American corporations are borrowing like it’s 2020 again. Commercial and industrial loans at US banks jumped $211 billion year-over-year to $2.89 trillion as of the week ending May 13, putting the figure within striking distance of the pandemic-era peak of $3.07 trillion reached in May 2020.
That gap is now just $180 billion.
The increase represents the third-largest annual rise since April 2023, according to data highlighted by The Kobeissi Letter. Year-to-date growth alone accounts for $185 billion of the total.
Why corporations are loading up on debt
Inflation concerns, particularly around energy prices, are driving companies to secure financing now rather than wait for potentially worse terms later. Companies are locking in loans today because they expect the Federal Reserve might raise interest rates to combat persistent price pressures.
Federal Reserve data from FRED supports the trajectory. C&I loans sat at roughly $2.87 trillion in April 2026, up from $2.71 trillion in December 2025. That’s a $160 billion climb in just four months.
A weakening labor market adds another layer to the story. When companies see softening demand for workers but rising input costs, the rational move is to shore up balance sheets before the window closes.
Historical context tells a more nuanced story
The last time C&I loans were anywhere near this level was June 2020, when companies were drawing down emergency credit lines to survive a global pandemic. That borrowing was defensive, survival-mode financing.
The consistent month-to-month increments from late 2025 through early 2026 suggest deliberate capital planning rather than panic borrowing.
What this means for investors
If companies are borrowing this aggressively because they genuinely expect inflation to worsen, the implication is that price pressures aren’t going away anytime soon. The fact that none of this lending activity involves crypto tokens or protocols is notable in itself. Corporate treasurers are choosing traditional debt instruments, not digital assets, when they need to manage real balance sheet risk.
If energy-driven inflation persists, the cost of Bitcoin mining operations rises, potentially squeezing margins for miners already operating on thin profitability. Stablecoin dynamics could also shift as traditional yields become more attractive relative to DeFi opportunities.
If C&I loans continue their upward march past $2.9 trillion and approach that $3.07 trillion pandemic peak, it could indicate that corporate America is bracing for something more severe than a mild inflation bump.

What is being asked –
Condense the paragraph of the article on corporate borrowing that begins "Federal Reserve data from FRED" into a short bulleted list that keeps its main facts. Draw only on the article on corporate borrowing.

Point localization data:
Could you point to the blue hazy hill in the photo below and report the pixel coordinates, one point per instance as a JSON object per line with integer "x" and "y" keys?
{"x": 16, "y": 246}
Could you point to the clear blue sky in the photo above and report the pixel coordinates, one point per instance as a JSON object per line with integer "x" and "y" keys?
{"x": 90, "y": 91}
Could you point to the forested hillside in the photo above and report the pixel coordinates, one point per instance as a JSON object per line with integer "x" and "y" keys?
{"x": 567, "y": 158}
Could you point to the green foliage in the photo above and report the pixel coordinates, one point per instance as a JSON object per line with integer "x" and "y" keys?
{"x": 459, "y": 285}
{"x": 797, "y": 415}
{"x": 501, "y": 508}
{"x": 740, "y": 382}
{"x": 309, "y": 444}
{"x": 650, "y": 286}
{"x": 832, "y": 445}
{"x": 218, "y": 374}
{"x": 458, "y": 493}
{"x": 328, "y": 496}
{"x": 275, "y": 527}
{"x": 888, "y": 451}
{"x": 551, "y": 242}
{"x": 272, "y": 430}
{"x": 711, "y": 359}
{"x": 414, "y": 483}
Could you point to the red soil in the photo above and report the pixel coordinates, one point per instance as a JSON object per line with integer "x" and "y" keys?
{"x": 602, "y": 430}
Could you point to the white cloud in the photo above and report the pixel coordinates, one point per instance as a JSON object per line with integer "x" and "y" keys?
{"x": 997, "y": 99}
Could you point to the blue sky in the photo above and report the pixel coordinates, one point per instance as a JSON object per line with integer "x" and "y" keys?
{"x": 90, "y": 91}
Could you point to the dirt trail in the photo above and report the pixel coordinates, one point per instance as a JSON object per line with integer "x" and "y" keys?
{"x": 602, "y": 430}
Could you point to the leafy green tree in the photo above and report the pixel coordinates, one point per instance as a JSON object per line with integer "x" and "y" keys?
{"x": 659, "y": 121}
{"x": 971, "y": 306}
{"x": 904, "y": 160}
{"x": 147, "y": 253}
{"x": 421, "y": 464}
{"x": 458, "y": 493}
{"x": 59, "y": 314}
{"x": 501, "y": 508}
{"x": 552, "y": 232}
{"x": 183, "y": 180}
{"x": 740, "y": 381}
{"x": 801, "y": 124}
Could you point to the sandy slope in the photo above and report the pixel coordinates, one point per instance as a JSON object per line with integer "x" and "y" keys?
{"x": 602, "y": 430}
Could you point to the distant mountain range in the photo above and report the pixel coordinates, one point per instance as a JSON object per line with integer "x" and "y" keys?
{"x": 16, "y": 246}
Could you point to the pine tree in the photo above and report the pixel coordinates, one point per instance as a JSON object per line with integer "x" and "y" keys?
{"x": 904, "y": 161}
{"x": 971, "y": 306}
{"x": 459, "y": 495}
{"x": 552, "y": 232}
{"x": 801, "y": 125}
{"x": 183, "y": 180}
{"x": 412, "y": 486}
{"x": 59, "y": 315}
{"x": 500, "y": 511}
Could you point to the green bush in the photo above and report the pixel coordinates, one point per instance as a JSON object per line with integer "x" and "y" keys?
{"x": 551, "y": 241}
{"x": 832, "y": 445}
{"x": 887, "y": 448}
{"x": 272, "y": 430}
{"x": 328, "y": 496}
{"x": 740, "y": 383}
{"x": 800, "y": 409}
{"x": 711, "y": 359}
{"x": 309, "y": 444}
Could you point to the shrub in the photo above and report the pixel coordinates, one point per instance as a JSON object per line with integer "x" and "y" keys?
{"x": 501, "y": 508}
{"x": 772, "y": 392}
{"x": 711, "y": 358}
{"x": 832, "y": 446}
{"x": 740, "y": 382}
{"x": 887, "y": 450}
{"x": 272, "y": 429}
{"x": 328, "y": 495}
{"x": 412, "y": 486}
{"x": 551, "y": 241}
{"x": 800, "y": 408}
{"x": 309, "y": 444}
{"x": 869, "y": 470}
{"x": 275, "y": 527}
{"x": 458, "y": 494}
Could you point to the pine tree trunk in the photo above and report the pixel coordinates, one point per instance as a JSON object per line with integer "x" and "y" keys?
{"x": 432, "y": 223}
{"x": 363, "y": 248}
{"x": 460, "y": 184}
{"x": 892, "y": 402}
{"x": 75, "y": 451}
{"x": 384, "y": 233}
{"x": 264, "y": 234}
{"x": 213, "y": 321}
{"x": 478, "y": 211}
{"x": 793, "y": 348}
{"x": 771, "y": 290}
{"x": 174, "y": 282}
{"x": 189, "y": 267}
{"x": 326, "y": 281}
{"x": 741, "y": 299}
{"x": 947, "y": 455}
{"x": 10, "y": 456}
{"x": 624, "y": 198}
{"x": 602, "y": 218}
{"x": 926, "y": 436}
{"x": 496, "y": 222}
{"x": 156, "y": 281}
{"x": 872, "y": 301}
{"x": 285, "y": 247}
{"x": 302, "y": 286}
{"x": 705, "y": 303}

Exercise output –
- Federal Reserve data from FRED supports the upward trend.
- C&I loans were about $2.87 trillion in April 2026.
- They had been $2.71 trillion in December 2025.
- That is a $160 billion increase in four months.